> [Document passage]:
** START **
How to properly use UTF-8 in Perl - ojosilva
http://stackoverflow.com/questions/6162484/why-does-modern-perl-avoid-utf-8-by-default/#6163129

======
jrockway
This is way too much to remember.

The key to handling Unicode correctly is to think about the data that comes
into your program and the data that leaves your program. If it's text, it has
some sort of encoding, and you need to decode those encoded characters before
you can use them as text in your program. Similarly, you can't just leak
Perl's internal representation of characters to the world: you have to
explicitly encode the characters to octets.

The problem that people run into is not knowing that you have to do this (in
every programming language), and then deciding which encoding to use. In some
cases, it's easy: HTTP includes the encoding in the headers, so all you have
to do is get the request, decode according to the headers, and you're set.
Similar, when you send an HTTP response to someone, just set the headers,
encode the characters, and everything ends up 100% correct.

The problem comes when poor design causes you to assume the character
encoding. What encoding are file names on a random removable disk? What
encoding is this text file in? What encoding are those database rows? If you
don't know, you simply can't process that data correctly as text. But most
people assume "something will magically decide for me and it will all work
out". Nope, it won't. Don't rely on magic: be explicit.

The reason why things work most of the time is because you treat the data as
binary: opaque, meaningless octets, that don't have semantics like "make the
first letter capital". This will work if your world is entirely UTF-8-encoded:
UTF-8 filenames, UTF-8 files, UTF-8 source code, UTF-8 database results, etc.

The reason why people run into trouble with Perl and not with other languages,
is because Perl assumes that when you treat binary data as text, you really
have Latin-1 text. It then says, "hey, this is text", upgrades it to Unicode,
and then transforms it as such. When your text was Latin-1 (the backcompat
case), it all works. When it's UTF-8, though, then you get double encoding:
the dreaded "æ¥æ¬èª" instead of "日本語". But if you just tell perl, via
Encode::decode_utf8, it will know that you actually have unicode text and not
latin-1 text, and everything will work!
** END **
> [Extracted entries]:
** START **
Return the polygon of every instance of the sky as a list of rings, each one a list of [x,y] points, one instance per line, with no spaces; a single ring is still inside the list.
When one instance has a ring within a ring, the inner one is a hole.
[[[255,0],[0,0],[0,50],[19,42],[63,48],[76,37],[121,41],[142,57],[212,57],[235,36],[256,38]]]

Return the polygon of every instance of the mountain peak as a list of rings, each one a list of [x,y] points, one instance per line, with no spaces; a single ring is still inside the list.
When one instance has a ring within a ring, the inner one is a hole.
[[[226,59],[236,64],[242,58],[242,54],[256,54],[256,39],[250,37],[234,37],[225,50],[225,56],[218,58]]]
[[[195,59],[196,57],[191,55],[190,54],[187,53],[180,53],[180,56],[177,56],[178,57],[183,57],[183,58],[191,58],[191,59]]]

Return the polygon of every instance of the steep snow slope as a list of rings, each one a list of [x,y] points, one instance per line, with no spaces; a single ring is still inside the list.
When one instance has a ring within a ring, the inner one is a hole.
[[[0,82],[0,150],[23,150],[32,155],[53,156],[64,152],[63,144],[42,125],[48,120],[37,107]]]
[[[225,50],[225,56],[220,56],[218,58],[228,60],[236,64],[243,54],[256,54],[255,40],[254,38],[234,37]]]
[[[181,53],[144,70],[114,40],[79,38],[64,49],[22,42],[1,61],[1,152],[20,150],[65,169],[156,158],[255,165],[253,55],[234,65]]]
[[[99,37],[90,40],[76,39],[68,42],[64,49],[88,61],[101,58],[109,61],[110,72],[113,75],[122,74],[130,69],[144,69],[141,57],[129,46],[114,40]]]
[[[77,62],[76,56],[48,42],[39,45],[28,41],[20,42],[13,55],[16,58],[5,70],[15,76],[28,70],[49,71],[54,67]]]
** END **
> [Requests]:
(1) In the post on using UTF-8 in Perl, what encoding does Perl assume binary data has when it is treated as text?
(2) Revise the records from the line with "Return the polygon of every instance of the steep" through the end of the records, replacing "snow slope" with "ice slope" and leaving everything else unchanged. Give only those lines.
The text and the records are unrelated to each other.

> [Expected outputs]:
(1) Latin-1.

(2)
Return the polygon of every instance of the steep ice slope as a list of rings, each one a list of [x,y] points, one instance per line, with no spaces; a single ring is still inside the list.
When one instance has a ring within a ring, the inner one is a hole.
[[[0,82],[0,150],[23,150],[32,155],[53,156],[64,152],[63,144],[42,125],[48,120],[37,107]]]
[[[225,50],[225,56],[220,56],[218,58],[228,60],[236,64],[243,54],[256,54],[255,40],[254,38],[234,37]]]
[[[181,53],[144,70],[114,40],[79,38],[64,49],[22,42],[1,61],[1,152],[20,150],[65,169],[156,158],[255,165],[253,55],[234,65]]]
[[[99,37],[90,40],[76,39],[68,42],[64,49],[88,61],[101,58],[109,61],[110,72],[113,75],[122,74],[130,69],[144,69],[141,57],[129,46],[114,40]]]
[[[77,62],[76,56],[48,42],[39,45],[28,41],[20,42],[13,55],[16,58],[5,70],[15,76],[28,70],[49,71],[54,67]]]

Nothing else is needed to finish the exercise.